- **Exercise goal**
Answer these questions using the excerpt about Abdulaziz Al-Shaya below.
1. Until what year did he remain in Bombay?
2. What position does Sibi George hold?
3. Which currency does the excerpt call the highest valued in the world?

======== Excerpt to read ========

He would return to India again as a fresh-faced young businessman to seek opportunities in Bombay, where he would remain until 1952 following India’s independence and at the onset of Kuwait’s oil boom. Fond memories of that time were a driver of the warm economic relations he helped forge between India and Kuwait years later.

GlobaL Brands held by Alshaya Group

  • The Body Shop
  • Starbucks
  • H&M
  • Mothercare
  • Debenhams
  • Victoria's Secret
  • P.F. Chang’s
  • The Cheesecake Factory
  • KidZania
  • Le Pain Quotidien
  • Shake Shack
  • American Eagle Outfitters
  • Pottery Barn
  • Boots

The depth of those ties was summed up by Sibi George, the Indian ambassador to Kuwait, in a tweet. “My sincere and heartfelt condolences on the sad demise of Mr. Abdulaziz Mohammed Hamoud Al-Shaya, chairman of Alshaya Group. Our thoughts are with his family and friends. We pray for the departed soul; may his soul rest in eternal peace,” he wrote.

Al-Shaya returned to Kuwait as the Kingdom was in the throes of a sweeping modernization, underwritten by the world’s sixth largest oil reserves. Today, the Kuwaiti dinar is the highest valued currency in the world.

Kuwaitis used their new-found oil wealth to splurge on high-street and boutique shopping brands imported from the West and around the world, making the emirate one of the top destinations for retail and entertainment in the region. Nowadays, glittering malls, supercar dealerships and trendy night spots bustle with affluent locals and expatriates.

======== Information given ========

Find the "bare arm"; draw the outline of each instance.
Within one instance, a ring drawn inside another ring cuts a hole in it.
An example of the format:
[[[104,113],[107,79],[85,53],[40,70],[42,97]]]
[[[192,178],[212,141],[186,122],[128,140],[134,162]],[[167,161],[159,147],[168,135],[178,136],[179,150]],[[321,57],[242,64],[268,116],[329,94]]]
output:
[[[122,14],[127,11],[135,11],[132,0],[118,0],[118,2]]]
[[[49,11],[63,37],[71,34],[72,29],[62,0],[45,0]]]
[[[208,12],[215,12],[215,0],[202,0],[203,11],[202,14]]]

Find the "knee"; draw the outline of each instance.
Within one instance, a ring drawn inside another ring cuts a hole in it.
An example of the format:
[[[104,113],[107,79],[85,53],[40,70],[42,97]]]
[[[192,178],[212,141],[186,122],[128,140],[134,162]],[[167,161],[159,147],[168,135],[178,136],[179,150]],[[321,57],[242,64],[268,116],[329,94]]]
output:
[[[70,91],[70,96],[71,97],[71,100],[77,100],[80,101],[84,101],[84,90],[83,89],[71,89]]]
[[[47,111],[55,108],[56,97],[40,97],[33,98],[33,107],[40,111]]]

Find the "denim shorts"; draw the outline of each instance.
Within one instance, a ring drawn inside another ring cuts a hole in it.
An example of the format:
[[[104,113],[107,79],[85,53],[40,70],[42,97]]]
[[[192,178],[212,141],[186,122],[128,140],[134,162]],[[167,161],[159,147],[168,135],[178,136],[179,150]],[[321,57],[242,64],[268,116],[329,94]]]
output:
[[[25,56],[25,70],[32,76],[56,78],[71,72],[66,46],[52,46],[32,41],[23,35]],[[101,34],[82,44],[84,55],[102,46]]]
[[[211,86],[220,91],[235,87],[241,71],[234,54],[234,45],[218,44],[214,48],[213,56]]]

========

- **Solution to this problem**
1. 1952
2. Indian ambassador to Kuwait
3. The Kuwaiti dinar